▶ **Document text**

Topic: Is it possible to read a PDF file from Fortran ? in Support

WDG

Posts: 14

Back to Top

14 May 2008 10:20 #3189

I would like to retrieve data from a PDF file is it possible?

JohnHorspool

Posts: 260 Gloucestershire UK

Back to Top

14 May 2008 11:26 #3190

In theory yes, but in practice almost certainly no.

If you look at a pdf file in an editor, you see head and tail sections in ascii text with binary in between. Unless you can obtain information on how this binary section is written then it would be a near impossible task to read it correctly.

WDG

Posts: 14

Back to Top

15 May 2008 1:56 #3196

😢

LitusSaxonicum

Posts: 2284 Yateley, Hants, UK

Back to Top

15 May 2008 9:06 #3200

Assuming your PDF file started out as text, there are various ways to convert it back to text. For example, you can buy software that does it. Apparently, the full 'professional' version of Adobe Acrobat allows you to save back to (for example) Word or Notepad format files.

Once back as a text file, you can read it in Fortran.

If the original source contained pictures, or was simple a picture, then you are out of luck.

Google for 'convert PDF to text', and you will get hundreds of links.

Since the PDF encoding is reversible, someone out there must know the algorithm (I don't, but the internet is swarming with people who do!). If you know the algorithm, then you can program it in Fortran.

Pointing dataset records

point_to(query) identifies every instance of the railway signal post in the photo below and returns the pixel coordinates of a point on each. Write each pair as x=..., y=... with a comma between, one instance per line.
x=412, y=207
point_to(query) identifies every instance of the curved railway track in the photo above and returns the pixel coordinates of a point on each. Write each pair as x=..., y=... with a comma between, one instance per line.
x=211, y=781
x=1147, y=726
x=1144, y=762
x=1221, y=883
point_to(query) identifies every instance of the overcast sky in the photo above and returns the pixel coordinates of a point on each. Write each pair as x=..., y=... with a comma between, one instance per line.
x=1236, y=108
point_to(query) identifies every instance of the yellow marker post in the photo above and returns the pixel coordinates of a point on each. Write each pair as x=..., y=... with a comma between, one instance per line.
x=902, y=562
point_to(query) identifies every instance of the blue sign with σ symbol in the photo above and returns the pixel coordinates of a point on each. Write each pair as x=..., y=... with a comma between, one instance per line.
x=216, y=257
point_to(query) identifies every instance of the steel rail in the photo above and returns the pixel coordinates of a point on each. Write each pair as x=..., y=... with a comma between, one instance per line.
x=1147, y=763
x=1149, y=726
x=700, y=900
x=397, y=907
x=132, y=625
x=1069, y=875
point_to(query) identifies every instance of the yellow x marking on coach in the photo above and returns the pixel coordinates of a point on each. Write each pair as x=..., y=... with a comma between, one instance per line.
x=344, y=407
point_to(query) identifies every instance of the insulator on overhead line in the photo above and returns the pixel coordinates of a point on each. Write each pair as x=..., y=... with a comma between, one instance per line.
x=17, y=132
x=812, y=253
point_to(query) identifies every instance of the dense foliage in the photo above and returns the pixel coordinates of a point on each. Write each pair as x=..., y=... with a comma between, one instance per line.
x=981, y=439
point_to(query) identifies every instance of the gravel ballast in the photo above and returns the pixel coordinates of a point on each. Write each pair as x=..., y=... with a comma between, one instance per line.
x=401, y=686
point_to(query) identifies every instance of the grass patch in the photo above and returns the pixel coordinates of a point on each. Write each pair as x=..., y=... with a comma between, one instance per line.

▶ **Problems and tasks**
(1) List every post number that appears in the forum thread about reading a PDF file from Fortran.
(2) Write the next part of the forum thread about reading a PDF file from Fortran, picking up after its final sentence.

▶ **Responses to the exercise**
(1) #3189, #3190, #3196, #3200

(2)
My Google search even found a 'PDF converter for .NET', which presumably you could link into a .NET FTN95 program, which would save you programming it yourself. (www.winnovative-software.com)

Regards

Eddie

Andrew

Posts: 186 Frankfurt, Germany

Back to Top

15 May 2008 9:20 #3202

You could always write a PDF parser 😃

You would need to make use of binary file reads (see READF@ etc.) but as has been previously stated, you need to know the binary file format (which is around) and is definately a non-trivial task.

WDG

Posts: 14

Back to Top

17 May 2008 12:12 #3210

success one small problem any idea how I can figure what this character is unfortunately I cannot get the character in the post 😮ops:

to describe it I would say it is an unfilled square [img] [/img]

IanLambley

Posts: 501 Sunderland

Back to Top

18 May 2008 9:56 #3211

Hi.

The unfilled square character can be various characters and usually means it is an ASCII control character with a value in the range 0 to 31 decimal, 0 to 1F hex, for which no graphic is defined.

If you want to see these then get hold of an editor such as UltraEdit http://www.ultraedit.com/ which has a HEX display mode, or write yourself a Hex-dump program using the OPENF@ and READF@ type of routines available with FTN95 which will allow you to read the CR LF charactres, which editors such as Notepad will interprete but not explicitly show you. You can also open any file as direct access with a record length of 1 and pick out the individual characters in the same way the FTN95 routines can.

With regard to the format of a PDF file, or lots of other files, look at http://www.wotsit.org.

For a very limited and more maual method, you can use the text copy tool in Adobe Reader and paste into an editor or Excel, and save that in a suitable text file format, e.g. CSV or tab delimited etc. There is also a 'Save as Text' command in Adobe Acrobat reader, have you tried that?

The code for a dump program hexdump.f95 is:

character*16 line_in
character*80 line_out
integer*1    characters(16)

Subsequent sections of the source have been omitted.